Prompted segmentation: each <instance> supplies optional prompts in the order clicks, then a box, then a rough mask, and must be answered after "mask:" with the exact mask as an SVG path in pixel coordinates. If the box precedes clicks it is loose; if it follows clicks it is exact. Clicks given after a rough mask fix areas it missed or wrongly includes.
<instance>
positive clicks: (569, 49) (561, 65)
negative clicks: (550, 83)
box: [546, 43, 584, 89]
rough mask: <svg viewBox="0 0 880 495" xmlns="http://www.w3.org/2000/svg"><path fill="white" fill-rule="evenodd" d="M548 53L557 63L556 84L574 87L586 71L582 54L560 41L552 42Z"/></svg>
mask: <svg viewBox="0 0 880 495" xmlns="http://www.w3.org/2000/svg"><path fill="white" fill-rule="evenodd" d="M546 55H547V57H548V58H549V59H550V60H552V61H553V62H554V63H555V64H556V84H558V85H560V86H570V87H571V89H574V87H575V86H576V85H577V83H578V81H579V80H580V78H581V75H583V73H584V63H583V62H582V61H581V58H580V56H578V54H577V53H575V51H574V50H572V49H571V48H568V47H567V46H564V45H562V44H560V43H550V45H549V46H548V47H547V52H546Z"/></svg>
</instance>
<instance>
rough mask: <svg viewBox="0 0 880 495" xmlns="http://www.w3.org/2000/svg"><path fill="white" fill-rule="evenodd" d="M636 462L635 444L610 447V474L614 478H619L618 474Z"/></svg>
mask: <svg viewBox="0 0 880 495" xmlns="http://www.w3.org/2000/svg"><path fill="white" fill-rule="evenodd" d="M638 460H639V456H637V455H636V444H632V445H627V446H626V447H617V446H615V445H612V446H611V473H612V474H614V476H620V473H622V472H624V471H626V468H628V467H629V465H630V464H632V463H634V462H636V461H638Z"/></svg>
-=-=-=-=-
### CONSIGNE:
Réécrivez toutes les lignes ci-dessus sous forme de liste numérotée, sans les lignes vides.

### RÉPONSE ATTENDUE:
1. Prompted segmentation: each <instance> supplies optional prompts in the order clicks, then a box, then a rough mask, and must be answered after "mask:" with the exact mask as an SVG path in pixel coordinates. If the box precedes clicks it is loose; if it follows clicks it is exact. Clicks given after a rough mask fix areas it missed or wrongly includes.
2. <instance>
3. positive clicks: (569, 49) (561, 65)
4. negative clicks: (550, 83)
5. box: [546, 43, 584, 89]
6. rough mask: <svg viewBox="0 0 880 495" xmlns="http://www.w3.org/2000/svg"><path fill="white" fill-rule="evenodd" d="M548 53L557 63L556 84L574 87L586 71L582 54L560 41L552 42Z"/></svg>
7. mask: <svg viewBox="0 0 880 495" xmlns="http://www.w3.org/2000/svg"><path fill="white" fill-rule="evenodd" d="M546 55H547V57H548V58H549V59H550V60H552V61H553V62H554V63H555V64H556V84H558V85H560V86H570V87H571V89H574V87H575V86H576V85H577V83H578V81H579V80H580V78H581V75H583V73H584V63H583V62H582V61H581V58H580V56H578V54H577V53H575V51H574V50H572V49H571V48H568V47H567V46H564V45H562V44H560V43H550V45H549V46H548V47H547V52H546Z"/></svg>
8. </instance>
9. <instance>
10. rough mask: <svg viewBox="0 0 880 495" xmlns="http://www.w3.org/2000/svg"><path fill="white" fill-rule="evenodd" d="M636 462L635 444L610 447V474L614 478H619L618 474Z"/></svg>
11. mask: <svg viewBox="0 0 880 495" xmlns="http://www.w3.org/2000/svg"><path fill="white" fill-rule="evenodd" d="M638 460H639V456H637V455H636V444H632V445H627V446H626V447H617V446H615V445H612V446H611V473H612V474H614V476H620V473H622V472H624V471H626V468H628V467H629V465H630V464H632V463H634V462H636V461H638Z"/></svg>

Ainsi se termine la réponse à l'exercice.